- [REQUIRED TASKS]:
- A) In the blog post dated 17 May 2011, what did the writer's mum do after the writer cut a finger?
- B) Summarize the blog post in two sentences.
- C) Carry on the blog post from its final sentence, keeping the same first-person voice.

- [EXTRACTED TEXT]:

· · ·

Tuesday, 17 May 2011

As my posts become less and less frequent, so does my strive to write them. Is it safe to assume that I am no longer miserable? Or am I simply at a crossroads, staring both blind terror and blind happiness between the eyes. I don't like what the pills have done to me, to my soul, or to my train of thought. I know no creativity anymore. I am an institutionalized bore. Just a dandy has-been. Yes, life causes me no stress or no harm. My mind has not been allowed the space to breathe, procreate, or flourish with the kind of thoughts that would make even the happiest person reconsider their own worth. What I am trying to say is that I am incapable of feeling misery. Everything is going right. Too right. I reminince of those days I was merely a slave to my own occupant thoughts. Such a beautiful, fragile place to be in. I participated in modes of thinking that would make a blessed man retch. Anyone with even an inch of courage would have taken none of it if in my shoes. Though that is something I don't have. Courage. Today I cut my finger and my mum put on a plaster for me. Like the sickening innocence of a petulant child. The blood did excite me somewhat, though I have never intentionally pierced my own skin. My body has a passionate intolerance toward drugs, alcohol, caffeine and pain. I am as clean as a whistle. The only thing I happen to abuse is my mind in all it's frailty. Something more fragile than any part of my physical anatomy. And throughout my drug-less, caffeine-less, very-little-measures-of-alcohol fuelled lifestyle, I remain one of the most corrupt I adhere to know of.

· · ·

- [GIVEN MATERIAL]:

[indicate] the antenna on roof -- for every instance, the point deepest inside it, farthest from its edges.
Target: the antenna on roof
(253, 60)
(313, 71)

· · ·

- [RESULTS]:
- A) She put on a plaster for the writer.

- B) The writer says the pills have taken away creativity and the ability to feel misery, leaving a life where everything is going too right, and looks back on being a slave to those thoughts as a beautiful, fragile place to be in. After cutting a finger, the writer notes a body with a passionate intolerance toward drugs, alcohol, caffeine and pain, and says the only thing being abused is the mind, which is more fragile than any part of the body.

- C)
I have been off the pills for almost 2 weeks and I still feel content. No overpowering sensation to bang my head off a wall. No inability to think clearly and sanely, and certainly no muffled hallucinations of people calling my name. I begged to be helped. Something listened. I regret to inform you that, in the most apologetic and regretful manner, I miss my insanity.

I have nothing to hold on to.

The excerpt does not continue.